[Start of Extracted entries]

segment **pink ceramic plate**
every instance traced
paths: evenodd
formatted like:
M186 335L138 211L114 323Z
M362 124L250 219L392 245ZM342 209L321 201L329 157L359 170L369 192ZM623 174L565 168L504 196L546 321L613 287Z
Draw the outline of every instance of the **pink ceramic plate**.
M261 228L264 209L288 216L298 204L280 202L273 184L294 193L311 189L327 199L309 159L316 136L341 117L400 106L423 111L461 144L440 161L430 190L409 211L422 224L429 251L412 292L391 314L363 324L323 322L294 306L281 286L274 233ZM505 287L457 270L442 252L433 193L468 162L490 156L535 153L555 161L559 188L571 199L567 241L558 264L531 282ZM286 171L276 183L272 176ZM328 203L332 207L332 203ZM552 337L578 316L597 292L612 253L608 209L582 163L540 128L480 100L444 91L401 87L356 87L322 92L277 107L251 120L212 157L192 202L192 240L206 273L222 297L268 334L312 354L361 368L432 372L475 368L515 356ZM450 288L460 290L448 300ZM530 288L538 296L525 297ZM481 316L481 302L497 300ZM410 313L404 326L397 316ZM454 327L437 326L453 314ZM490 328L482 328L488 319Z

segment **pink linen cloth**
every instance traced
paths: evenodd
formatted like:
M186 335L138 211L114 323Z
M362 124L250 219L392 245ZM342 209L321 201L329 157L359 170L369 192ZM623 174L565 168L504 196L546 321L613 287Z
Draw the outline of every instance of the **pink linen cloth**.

[End of Extracted entries]

_Request_: Reproduce every line of the material word for word.

_Exercise output_:
segment **pink ceramic plate**
every instance traced
paths: evenodd
formatted like:
M186 335L138 211L114 323Z
M362 124L250 219L392 245ZM342 209L321 201L329 157L359 170L369 192ZM623 174L565 168L504 196L546 321L613 287Z
Draw the outline of every instance of the **pink ceramic plate**.
M261 228L264 209L288 216L298 204L280 202L273 184L294 193L311 189L327 199L309 159L316 136L341 117L400 106L423 111L461 144L440 161L430 190L409 211L422 224L429 251L412 292L391 314L363 324L323 322L294 306L281 286L274 233ZM505 287L457 270L442 252L433 193L468 162L490 156L535 153L555 161L559 188L571 199L567 241L558 264L531 282ZM286 171L276 183L272 176ZM328 203L332 207L332 203ZM552 337L578 316L597 292L612 253L608 209L582 163L540 128L480 100L444 91L401 87L356 87L322 92L277 107L251 120L212 157L192 202L192 240L206 273L222 297L268 334L312 354L361 368L432 372L475 368L515 356ZM450 288L460 290L448 300ZM530 288L538 296L525 297ZM481 316L481 302L497 300ZM410 313L404 326L397 316ZM454 327L437 326L453 314ZM490 328L482 328L488 319Z

segment **pink linen cloth**
every instance traced
paths: evenodd
formatted like:
M186 335L138 211L114 323Z
M362 124L250 219L392 245ZM342 209L321 201L329 157L359 170L369 192ZM623 174L565 168L504 196L546 321L613 287Z
Draw the outline of every instance of the **pink linen cloth**.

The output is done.